Data extracted from a collection
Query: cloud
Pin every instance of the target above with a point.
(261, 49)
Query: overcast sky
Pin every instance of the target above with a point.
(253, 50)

_What you should do_
Each line shown above must be repeated exactly.

_Task result_
Query: cloud
Pin every instance of the target above with a point.
(261, 49)
Query: overcast sky
Pin every instance of the target above with a point.
(253, 50)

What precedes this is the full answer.